▶
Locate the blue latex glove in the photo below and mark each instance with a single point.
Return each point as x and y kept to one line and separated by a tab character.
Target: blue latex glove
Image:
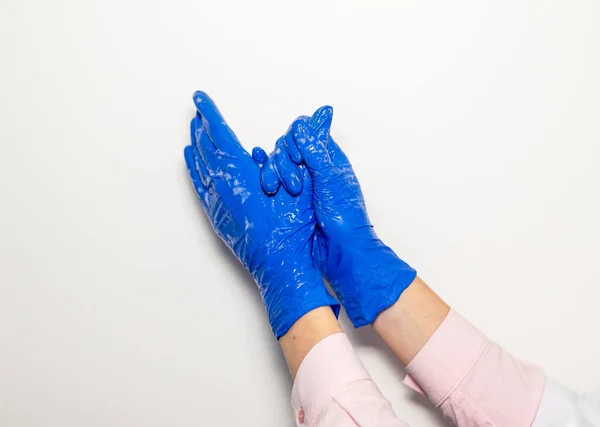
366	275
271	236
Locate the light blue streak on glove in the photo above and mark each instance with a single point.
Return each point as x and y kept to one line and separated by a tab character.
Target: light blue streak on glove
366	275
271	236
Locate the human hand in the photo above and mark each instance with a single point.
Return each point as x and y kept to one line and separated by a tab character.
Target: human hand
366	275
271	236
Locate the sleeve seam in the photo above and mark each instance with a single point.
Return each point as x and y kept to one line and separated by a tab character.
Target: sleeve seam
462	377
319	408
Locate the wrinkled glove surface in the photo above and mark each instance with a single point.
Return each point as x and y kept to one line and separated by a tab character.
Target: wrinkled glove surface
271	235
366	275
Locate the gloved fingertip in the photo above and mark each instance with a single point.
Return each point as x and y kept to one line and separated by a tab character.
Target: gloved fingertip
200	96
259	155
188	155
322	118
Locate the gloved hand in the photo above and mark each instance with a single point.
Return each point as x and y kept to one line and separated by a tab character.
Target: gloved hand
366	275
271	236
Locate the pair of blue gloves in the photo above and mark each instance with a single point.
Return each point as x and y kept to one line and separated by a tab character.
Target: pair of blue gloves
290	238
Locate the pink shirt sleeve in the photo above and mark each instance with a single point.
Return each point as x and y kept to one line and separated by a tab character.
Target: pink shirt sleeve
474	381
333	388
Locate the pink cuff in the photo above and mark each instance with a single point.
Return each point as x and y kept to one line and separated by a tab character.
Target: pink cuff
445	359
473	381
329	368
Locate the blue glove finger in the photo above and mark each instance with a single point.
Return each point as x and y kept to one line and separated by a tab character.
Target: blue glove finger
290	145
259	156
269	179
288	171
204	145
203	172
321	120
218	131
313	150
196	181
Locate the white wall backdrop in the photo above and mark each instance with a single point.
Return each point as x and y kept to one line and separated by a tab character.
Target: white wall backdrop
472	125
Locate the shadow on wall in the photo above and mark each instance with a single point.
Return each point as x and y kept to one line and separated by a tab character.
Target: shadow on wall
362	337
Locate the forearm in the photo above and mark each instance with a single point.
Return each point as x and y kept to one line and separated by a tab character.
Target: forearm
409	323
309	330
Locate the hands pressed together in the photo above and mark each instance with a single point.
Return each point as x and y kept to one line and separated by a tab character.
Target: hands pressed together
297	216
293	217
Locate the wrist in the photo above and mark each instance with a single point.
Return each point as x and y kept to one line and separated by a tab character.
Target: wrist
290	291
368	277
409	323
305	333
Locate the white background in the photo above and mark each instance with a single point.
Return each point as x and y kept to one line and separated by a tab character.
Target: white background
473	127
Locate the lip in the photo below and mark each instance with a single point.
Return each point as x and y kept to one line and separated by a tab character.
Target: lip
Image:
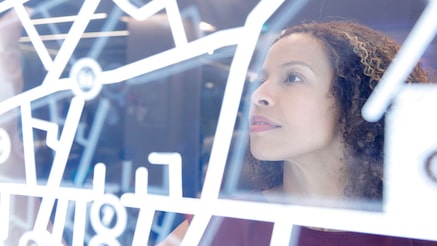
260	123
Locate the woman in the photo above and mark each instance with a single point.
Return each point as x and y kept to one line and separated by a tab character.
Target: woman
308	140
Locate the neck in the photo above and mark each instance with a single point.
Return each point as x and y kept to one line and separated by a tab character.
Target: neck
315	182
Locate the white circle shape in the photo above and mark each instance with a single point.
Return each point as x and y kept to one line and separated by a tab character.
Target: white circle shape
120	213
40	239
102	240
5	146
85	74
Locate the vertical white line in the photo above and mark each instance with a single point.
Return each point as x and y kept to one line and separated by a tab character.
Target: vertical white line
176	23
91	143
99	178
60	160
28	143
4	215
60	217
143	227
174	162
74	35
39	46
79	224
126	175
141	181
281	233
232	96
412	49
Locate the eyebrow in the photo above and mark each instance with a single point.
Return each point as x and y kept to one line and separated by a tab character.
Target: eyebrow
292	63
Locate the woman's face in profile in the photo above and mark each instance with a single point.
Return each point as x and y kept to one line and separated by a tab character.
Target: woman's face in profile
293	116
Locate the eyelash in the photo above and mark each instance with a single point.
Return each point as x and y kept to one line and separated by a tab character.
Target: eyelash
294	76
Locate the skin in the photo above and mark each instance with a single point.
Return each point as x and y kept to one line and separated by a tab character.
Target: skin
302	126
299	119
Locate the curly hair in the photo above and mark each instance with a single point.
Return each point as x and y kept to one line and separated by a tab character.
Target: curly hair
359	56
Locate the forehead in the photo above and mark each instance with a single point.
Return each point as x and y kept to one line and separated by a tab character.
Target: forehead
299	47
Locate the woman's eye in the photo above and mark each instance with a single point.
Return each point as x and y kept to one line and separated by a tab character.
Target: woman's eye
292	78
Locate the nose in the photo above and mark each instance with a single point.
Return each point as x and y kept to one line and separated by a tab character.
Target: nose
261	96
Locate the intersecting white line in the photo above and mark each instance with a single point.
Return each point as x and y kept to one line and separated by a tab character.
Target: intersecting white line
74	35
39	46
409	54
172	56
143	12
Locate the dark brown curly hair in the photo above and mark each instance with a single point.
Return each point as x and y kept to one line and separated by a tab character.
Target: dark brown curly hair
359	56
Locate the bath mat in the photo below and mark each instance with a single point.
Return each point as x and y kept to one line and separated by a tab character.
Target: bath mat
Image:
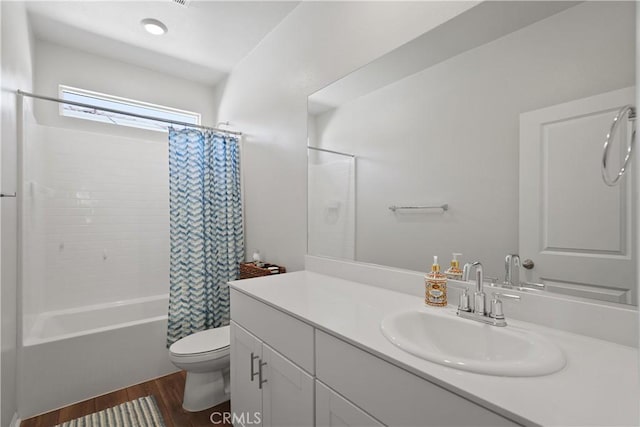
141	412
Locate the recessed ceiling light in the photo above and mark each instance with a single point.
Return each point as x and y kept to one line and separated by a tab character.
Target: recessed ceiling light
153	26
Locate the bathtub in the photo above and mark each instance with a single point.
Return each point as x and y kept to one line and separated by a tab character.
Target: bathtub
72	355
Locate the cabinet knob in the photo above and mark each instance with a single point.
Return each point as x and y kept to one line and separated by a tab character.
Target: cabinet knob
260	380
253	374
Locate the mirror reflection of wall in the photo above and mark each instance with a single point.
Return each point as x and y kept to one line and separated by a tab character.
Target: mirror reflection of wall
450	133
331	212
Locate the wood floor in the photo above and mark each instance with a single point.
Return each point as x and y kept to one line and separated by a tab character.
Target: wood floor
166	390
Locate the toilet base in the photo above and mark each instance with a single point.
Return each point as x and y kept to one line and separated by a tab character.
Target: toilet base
◀
Recast all of the lines above as a Markdown table with the columns Row and Line. Number each line in order, skip blank lines, and leave out the pictures.

| Row | Line |
|---|---|
| 1 | Locate the blue latex glove in the photo below and mark each instance with a single point. |
| 2 | Return each point as x and y kept to one line and separated by a tab character. |
| 3 | Target: blue latex glove |
| 4 | Image: |
| 5 | 366	275 |
| 6 | 271	236 |
| 7 | Locate the light blue streak on glove in the photo above and mark each instance with a single point. |
| 8 | Return each point as x and y kept to one line and separated by a tab character. |
| 9 | Target: light blue streak on glove |
| 10 | 366	275 |
| 11 | 271	236 |
| 12 | Locate the human hand in the photo above and mark each instance with a single point. |
| 13 | Return each point as x and y kept to one line and separated by a tab character. |
| 14 | Target: human hand |
| 15 | 366	275 |
| 16 | 271	236 |
| 17 | Locate the sleeve seam in the photo above and mark each instance with a single point. |
| 18 | Return each point as x and y kept to one line and separated by a tab character. |
| 19 | Target: sleeve seam |
| 20 | 462	377 |
| 21 | 319	408 |
| 22 | Locate the wrinkled glove surface in the photo above and mark each instance with a single point. |
| 23 | Return each point as x and y kept to one line and separated by a tab character. |
| 24 | Target: wrinkled glove surface |
| 25 | 271	235 |
| 26 | 366	275 |
| 27 | Locate the gloved fingertip in the photo above and mark each instance with a single point. |
| 28 | Return each point as x and y kept to one line and separated by a tab character. |
| 29 | Target: gloved fingertip |
| 30 | 200	96 |
| 31 | 259	155 |
| 32 | 188	155 |
| 33 | 322	118 |
| 34 | Locate the gloved hand in the photo above and mark each instance with a single point. |
| 35 | Return each point as x and y kept to one line and separated by a tab character. |
| 36 | Target: gloved hand |
| 37 | 366	275 |
| 38 | 271	236 |
| 39 | Locate the pair of blue gloves in the photo above and mark each instance with a single point. |
| 40 | Return each point as x and y kept to one line and separated by a tab character. |
| 41 | Target: pair of blue gloves |
| 42 | 290	238 |
| 43 | Locate the pink shirt sleeve in the photo above and mark each instance with a single point. |
| 44 | Return each point as x and y kept to one line and separated by a tab character. |
| 45 | Target: pink shirt sleeve |
| 46 | 474	381 |
| 47 | 333	388 |
| 48 | Locate the pink cuff in the photo above and mark each instance with a single point. |
| 49 | Return each point as x and y kept to one line and separated by a tab character. |
| 50 | Target: pink cuff |
| 51 | 445	359 |
| 52 | 473	381 |
| 53 | 329	368 |
| 54 | Locate the blue glove finger in the photo above and mark each instance with a single point. |
| 55 | Return each point as x and y kept to one line and separated by a tab character. |
| 56 | Target: blue glove finger |
| 57 | 290	145 |
| 58 | 259	156 |
| 59 | 269	179 |
| 60 | 288	171 |
| 61 | 204	145 |
| 62 | 203	172 |
| 63 | 321	120 |
| 64 | 218	131 |
| 65 | 313	150 |
| 66 | 196	181 |
| 67 | Locate the white wall backdrop in the photo above and mark each instance with a single point. |
| 68 | Return each point as x and y kept to one line and separated by a tab character. |
| 69 | Target: white wall backdrop |
| 70 | 472	125 |
| 71 | Locate the shadow on wall in the photo above and mark each instance with a single point. |
| 72 | Return each point as x and y kept to one line and separated by a tab character. |
| 73 | Target: shadow on wall |
| 74 | 362	337 |
| 75 | Locate the forearm in the photo above and mark each instance with a single point. |
| 76 | Return each point as x and y kept to one line and separated by a tab character. |
| 77 | Target: forearm |
| 78 | 409	323 |
| 79 | 309	330 |
| 80 | Locate the hands pressed together in the photo above and mark each instance with a single point. |
| 81 | Return each point as x and y kept to one line and separated by a tab character. |
| 82 | Target: hands pressed together |
| 83 | 297	216 |
| 84 | 293	217 |
| 85 | Locate the wrist in the photo above and mark each instance with a single point. |
| 86 | Return each point as x and y kept to one line and separated by a tab character. |
| 87 | Target: wrist |
| 88 | 290	291 |
| 89 | 368	277 |
| 90 | 409	323 |
| 91 | 305	333 |
| 92 | Locate the white background in the photo above and mark each instance with a single point. |
| 93 | Return each point as x and y kept to one line and separated by a tab character. |
| 94 | Target: white background |
| 95 | 473	127 |
| 96 | Locate the lip in the photo below and mark each instance with a single point. |
| 97 | Return each point as x and y kept to one line and separated by a tab character. |
| 98 | Target: lip |
| 99 | Image: |
| 100 | 260	123 |
| 101 | Locate the woman in the photo above and mark each instance with a single point. |
| 102 | Return each point as x and y kept to one line and separated by a tab character. |
| 103 | Target: woman |
| 104 | 308	140 |
| 105 | Locate the neck in the photo above and mark each instance with a single point. |
| 106 | Return each point as x and y kept to one line and separated by a tab character. |
| 107 | Target: neck |
| 108 | 315	182 |
| 109 | Locate the white circle shape in the photo above and mark each instance with a single point. |
| 110 | Return each point as x and y kept to one line and separated by a tab character. |
| 111 | Target: white circle shape |
| 112 | 120	213 |
| 113 | 40	239 |
| 114 | 102	240 |
| 115 | 5	146 |
| 116 | 85	74 |
| 117 | Locate the vertical white line in the photo above and mark each instance with a single point. |
| 118 | Return each point as x and y kept to one line and separated by a tab character. |
| 119 | Target: vertical white line |
| 120 | 176	23 |
| 121 | 91	143 |
| 122 | 99	178 |
| 123 | 60	160 |
| 124 | 28	143 |
| 125 | 4	215 |
| 126 | 60	217 |
| 127 | 143	227 |
| 128 | 174	162 |
| 129 | 74	35 |
| 130 | 39	46 |
| 131 | 79	224 |
| 132 | 126	175 |
| 133 | 141	181 |
| 134 | 281	233 |
| 135 | 232	96 |
| 136 | 412	49 |
| 137 | Locate the eyebrow in the photo above and mark each instance with a single point. |
| 138 | Return each point as x and y kept to one line and separated by a tab character. |
| 139 | Target: eyebrow |
| 140 | 292	63 |
| 141 | Locate the woman's face in profile in the photo above and mark each instance with a single point. |
| 142 | Return each point as x and y kept to one line and separated by a tab character. |
| 143 | Target: woman's face in profile |
| 144 | 293	116 |
| 145 | Locate the eyelash in the photo above and mark each instance with a single point. |
| 146 | Return each point as x and y kept to one line and separated by a tab character. |
| 147 | Target: eyelash |
| 148 | 294	76 |
| 149 | Locate the skin in the photo above and mark each instance with a single point. |
| 150 | Return each point as x and y kept to one line and separated by a tab character. |
| 151 | Target: skin |
| 152 | 302	126 |
| 153 | 299	119 |
| 154 | Locate the curly hair in the photo above and mark each instance with a single point. |
| 155 | Return each point as x and y kept to one line and separated by a tab character. |
| 156 | Target: curly hair |
| 157 | 359	56 |
| 158 | Locate the forehead in the photo above and mark each instance with a single point. |
| 159 | Return each point as x and y kept to one line and separated by a tab character. |
| 160 | Target: forehead |
| 161 | 299	47 |
| 162 | Locate the woman's eye in the photo above and mark each instance with a single point. |
| 163 | Return each point as x and y kept to one line and separated by a tab character. |
| 164 | Target: woman's eye |
| 165 | 292	78 |
| 166 | Locate the nose in the photo above and mark each instance with a single point. |
| 167 | Return each point as x and y kept to one line and separated by a tab character. |
| 168 | Target: nose |
| 169 | 261	96 |
| 170 | Locate the intersecting white line in the photo above and mark each instance with a single point. |
| 171 | Return each point as x and y kept to one line and separated by a tab character. |
| 172 | Target: intersecting white line |
| 173 | 74	35 |
| 174 | 39	46 |
| 175 | 409	54 |
| 176 | 172	56 |
| 177 | 143	12 |
| 178 | Locate the dark brown curly hair in the photo above and mark each instance with a single point. |
| 179 | Return each point as x and y kept to one line and separated by a tab character. |
| 180 | Target: dark brown curly hair |
| 181 | 359	56 |
| 182 | Locate the bath mat in the photo below and mark each instance with a single point. |
| 183 | Return each point as x and y kept to one line and separated by a tab character. |
| 184 | Target: bath mat |
| 185 | Image: |
| 186 | 141	412 |
| 187 | Locate the recessed ceiling light in the photo above and mark each instance with a single point. |
| 188 | Return each point as x and y kept to one line and separated by a tab character. |
| 189 | Target: recessed ceiling light |
| 190 | 153	26 |
| 191 | Locate the bathtub in the photo above and mark each instance with a single point. |
| 192 | Return each point as x and y kept to one line and separated by a tab character. |
| 193 | Target: bathtub |
| 194 | 72	355 |
| 195 | Locate the cabinet knob in the photo above and mark each instance with a single point. |
| 196 | Return each point as x and y kept to one line and separated by a tab character. |
| 197 | Target: cabinet knob |
| 198 | 260	380 |
| 199 | 253	374 |
| 200 | Locate the mirror reflection of wall in the photo above and mark each instance with a single point. |
| 201 | Return each point as x and y kept to one line and separated by a tab character. |
| 202 | Target: mirror reflection of wall |
| 203 | 450	133 |
| 204 | 331	212 |
| 205 | Locate the wood floor in the photo above and mark each instance with a single point. |
| 206 | Return each point as x and y kept to one line and separated by a tab character. |
| 207 | Target: wood floor |
| 208 | 166	390 |
| 209 | Locate the toilet base in the photo above and mark each instance with a single point. |
| 210 | Return each point as x and y kept to one line and separated by a tab character. |
| 211 | Target: toilet base |